Required task -> Each record below should be output verbatim, without pictures.

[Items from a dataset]

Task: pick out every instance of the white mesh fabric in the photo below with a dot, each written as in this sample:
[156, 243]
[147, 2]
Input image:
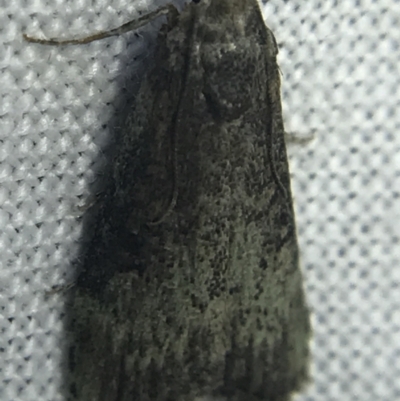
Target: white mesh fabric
[59, 106]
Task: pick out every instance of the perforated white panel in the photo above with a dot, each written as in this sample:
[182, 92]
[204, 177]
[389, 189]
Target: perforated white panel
[59, 107]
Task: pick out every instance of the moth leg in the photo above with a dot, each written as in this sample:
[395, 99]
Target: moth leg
[168, 9]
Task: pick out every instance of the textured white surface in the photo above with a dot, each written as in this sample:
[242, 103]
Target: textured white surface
[59, 107]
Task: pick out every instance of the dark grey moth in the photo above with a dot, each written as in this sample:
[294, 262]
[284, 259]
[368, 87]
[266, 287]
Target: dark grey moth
[190, 287]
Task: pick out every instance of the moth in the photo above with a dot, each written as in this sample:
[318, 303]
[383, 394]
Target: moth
[190, 288]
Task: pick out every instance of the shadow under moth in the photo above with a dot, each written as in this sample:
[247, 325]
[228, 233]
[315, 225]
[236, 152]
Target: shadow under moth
[190, 288]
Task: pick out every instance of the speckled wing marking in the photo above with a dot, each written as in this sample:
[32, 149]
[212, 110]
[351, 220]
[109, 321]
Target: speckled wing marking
[191, 285]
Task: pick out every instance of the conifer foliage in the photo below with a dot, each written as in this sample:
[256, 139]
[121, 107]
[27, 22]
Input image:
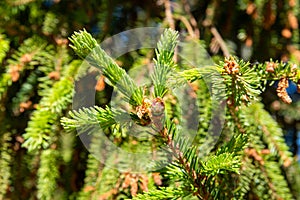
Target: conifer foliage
[183, 130]
[249, 160]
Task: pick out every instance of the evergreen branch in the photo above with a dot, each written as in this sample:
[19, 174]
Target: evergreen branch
[48, 173]
[4, 44]
[164, 61]
[40, 130]
[42, 125]
[87, 48]
[86, 118]
[271, 133]
[162, 193]
[221, 164]
[5, 82]
[5, 163]
[59, 96]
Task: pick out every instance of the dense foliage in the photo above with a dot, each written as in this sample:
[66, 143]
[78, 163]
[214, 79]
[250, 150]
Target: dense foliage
[43, 45]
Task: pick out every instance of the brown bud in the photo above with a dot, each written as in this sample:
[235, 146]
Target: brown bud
[26, 58]
[270, 67]
[231, 66]
[54, 75]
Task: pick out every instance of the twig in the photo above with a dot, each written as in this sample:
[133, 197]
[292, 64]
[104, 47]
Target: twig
[169, 16]
[220, 40]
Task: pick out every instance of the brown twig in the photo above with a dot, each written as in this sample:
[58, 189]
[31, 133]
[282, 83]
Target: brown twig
[220, 40]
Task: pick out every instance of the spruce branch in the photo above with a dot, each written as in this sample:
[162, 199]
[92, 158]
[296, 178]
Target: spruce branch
[164, 61]
[5, 163]
[48, 174]
[87, 48]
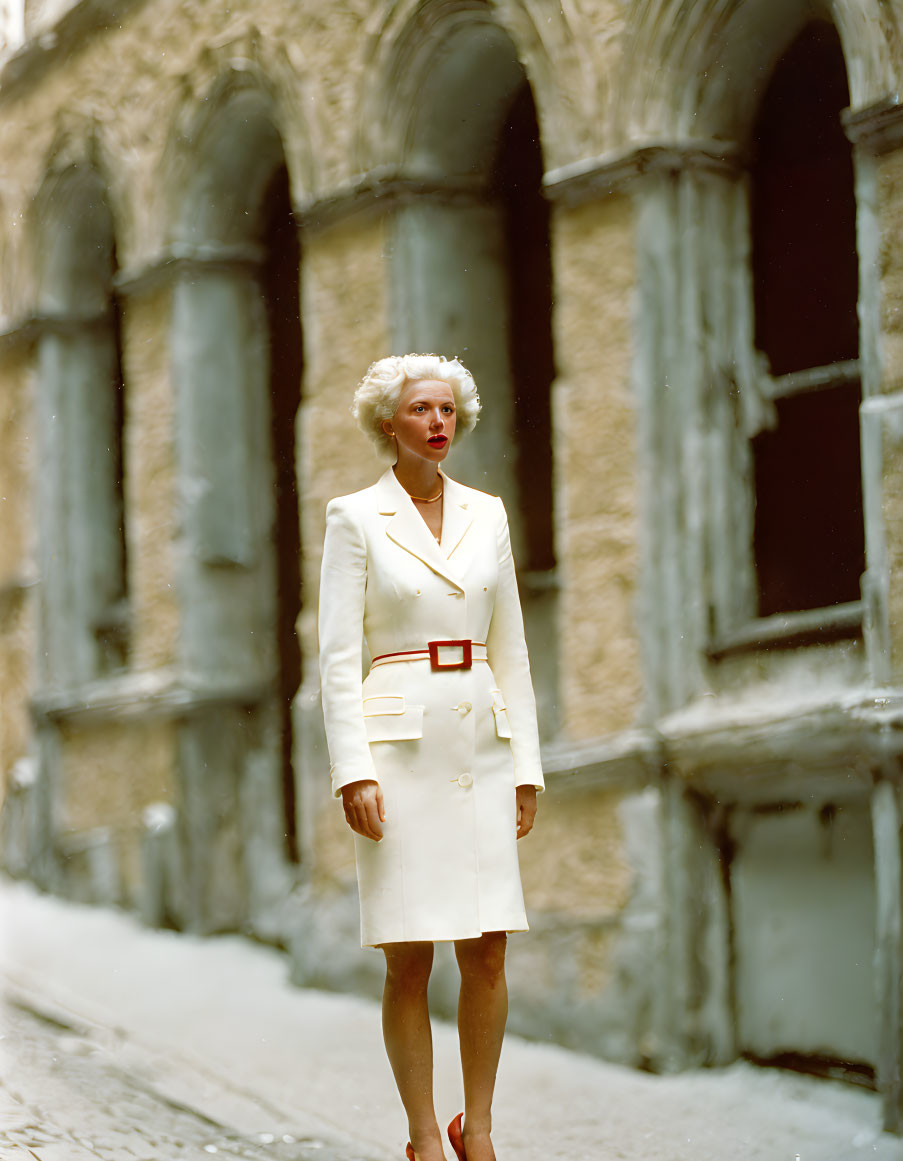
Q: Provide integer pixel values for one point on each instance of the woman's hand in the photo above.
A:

Written solution ->
Task: pick out every instance of the white mesh fabric in the photo below with a dot, each written as in this sample:
[156, 243]
[147, 2]
Input image:
Target: white mesh fabric
[59, 106]
Task: pick out every instance of the perforated white panel in the photo above with a dot, each written as in this sample:
[182, 92]
[204, 177]
[389, 189]
Target: perforated white panel
[59, 107]
Task: pick out every instance of the moth leg in the photo above with a dot, each written as in this sample:
[395, 99]
Target: moth leg
[168, 9]
Task: pick out every instance of the textured white surface in the photo above with a dot, each written as in this sample:
[242, 103]
Target: textured white surface
[59, 107]
Task: pick out every instance of the dark grey moth in the photo above with a dot, each written as in this sample:
[294, 262]
[284, 259]
[368, 87]
[266, 287]
Target: dark grey moth
[190, 287]
Task: pick out every instance of the moth in the photo above with a dot, each written as in this sample:
[318, 303]
[383, 394]
Target: moth
[190, 288]
Task: pick out every instance of the shadow under moth in the photo above with a dot, each written as in this sample:
[247, 325]
[228, 233]
[315, 225]
[236, 152]
Target: shadow under moth
[190, 288]
Task: pick out every instance of the speckled wing marking in the photo above with a dot, each written as in this sample:
[32, 149]
[212, 110]
[351, 220]
[109, 321]
Target: speckled wing marking
[191, 285]
Task: pick out every instance of the conifer foliage in the photo below with a dot, each written as in this sample:
[256, 139]
[121, 107]
[27, 22]
Input image:
Target: conifer foliage
[183, 130]
[249, 160]
Task: pick out every instance of the evergreen branch in the photo above with a dot, each written as in this sample:
[19, 174]
Target: evergreen branch
[48, 173]
[4, 44]
[164, 61]
[40, 130]
[42, 125]
[87, 48]
[86, 118]
[271, 133]
[162, 193]
[221, 164]
[5, 82]
[5, 163]
[59, 96]
Task: pick out every instance of the dense foliage in the photo above with a dot, each written as in this sample:
[66, 143]
[78, 163]
[214, 79]
[250, 150]
Target: dense foliage
[43, 45]
Task: pick out every instance of the brown bud in the photo above with a dot, each written as in this sample:
[235, 146]
Target: brown bud
[26, 58]
[270, 67]
[231, 66]
[54, 75]
Task: pick out every instance of the twig in the photo above with a dot, each written as in this sample:
[133, 197]
[292, 64]
[104, 47]
Target: twig
[169, 16]
[220, 40]
Task: pick out every instance of the brown twig in the photo above with a dot, each written as in this sample:
[58, 189]
[31, 133]
[282, 83]
Target: brown twig
[220, 40]
Task: pick out every instance of the spruce branch in the photo above with a dot, each written as in this sample:
[162, 199]
[92, 158]
[296, 178]
Target: spruce branch
[164, 61]
[5, 163]
[48, 174]
[87, 48]
Q: Provide integer pixel values for one point on each instance of the woman's hand in the photo above.
A:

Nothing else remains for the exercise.